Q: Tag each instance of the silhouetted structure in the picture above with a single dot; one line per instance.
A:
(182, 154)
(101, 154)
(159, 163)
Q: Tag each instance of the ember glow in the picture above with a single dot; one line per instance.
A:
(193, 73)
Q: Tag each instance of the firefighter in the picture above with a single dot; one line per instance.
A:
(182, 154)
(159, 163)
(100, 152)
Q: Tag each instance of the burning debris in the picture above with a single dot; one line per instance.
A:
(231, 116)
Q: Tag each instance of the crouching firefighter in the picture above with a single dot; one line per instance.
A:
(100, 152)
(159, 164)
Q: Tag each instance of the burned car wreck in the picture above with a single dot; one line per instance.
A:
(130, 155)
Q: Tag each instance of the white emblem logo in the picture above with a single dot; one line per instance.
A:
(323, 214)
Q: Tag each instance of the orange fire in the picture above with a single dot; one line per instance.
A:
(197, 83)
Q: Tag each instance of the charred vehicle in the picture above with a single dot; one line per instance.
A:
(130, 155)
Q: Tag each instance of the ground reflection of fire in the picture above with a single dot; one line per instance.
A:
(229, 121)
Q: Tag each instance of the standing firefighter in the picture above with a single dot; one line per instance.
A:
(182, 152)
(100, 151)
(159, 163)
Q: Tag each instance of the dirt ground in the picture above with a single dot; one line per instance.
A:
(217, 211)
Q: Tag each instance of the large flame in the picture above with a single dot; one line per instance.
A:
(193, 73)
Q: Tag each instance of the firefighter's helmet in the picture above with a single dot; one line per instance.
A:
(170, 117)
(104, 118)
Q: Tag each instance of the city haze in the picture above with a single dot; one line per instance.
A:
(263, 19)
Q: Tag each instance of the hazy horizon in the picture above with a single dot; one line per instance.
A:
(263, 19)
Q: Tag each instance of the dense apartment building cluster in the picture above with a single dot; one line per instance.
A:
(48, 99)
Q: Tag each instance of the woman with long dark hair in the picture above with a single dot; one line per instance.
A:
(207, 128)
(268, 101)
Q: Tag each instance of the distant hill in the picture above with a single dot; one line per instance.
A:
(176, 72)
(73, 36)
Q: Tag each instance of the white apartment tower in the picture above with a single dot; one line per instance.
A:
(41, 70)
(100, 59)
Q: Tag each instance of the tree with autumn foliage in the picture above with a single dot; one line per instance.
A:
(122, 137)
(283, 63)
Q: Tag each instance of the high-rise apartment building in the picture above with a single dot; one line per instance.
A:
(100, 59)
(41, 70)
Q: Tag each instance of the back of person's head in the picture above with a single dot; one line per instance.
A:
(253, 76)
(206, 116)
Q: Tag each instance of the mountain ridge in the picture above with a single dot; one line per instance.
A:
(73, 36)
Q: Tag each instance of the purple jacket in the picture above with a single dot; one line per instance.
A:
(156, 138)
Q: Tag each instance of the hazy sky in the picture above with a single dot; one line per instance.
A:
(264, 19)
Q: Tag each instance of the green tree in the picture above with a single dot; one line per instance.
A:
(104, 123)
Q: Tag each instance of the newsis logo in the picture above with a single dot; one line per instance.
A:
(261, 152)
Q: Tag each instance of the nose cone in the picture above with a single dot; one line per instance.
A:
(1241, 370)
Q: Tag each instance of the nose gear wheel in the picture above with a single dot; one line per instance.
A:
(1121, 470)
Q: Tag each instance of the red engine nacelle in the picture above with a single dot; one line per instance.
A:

▬▬▬▬▬▬

Work task: Provide only the number of lines in the entries that hold the word "building".

Solution: 2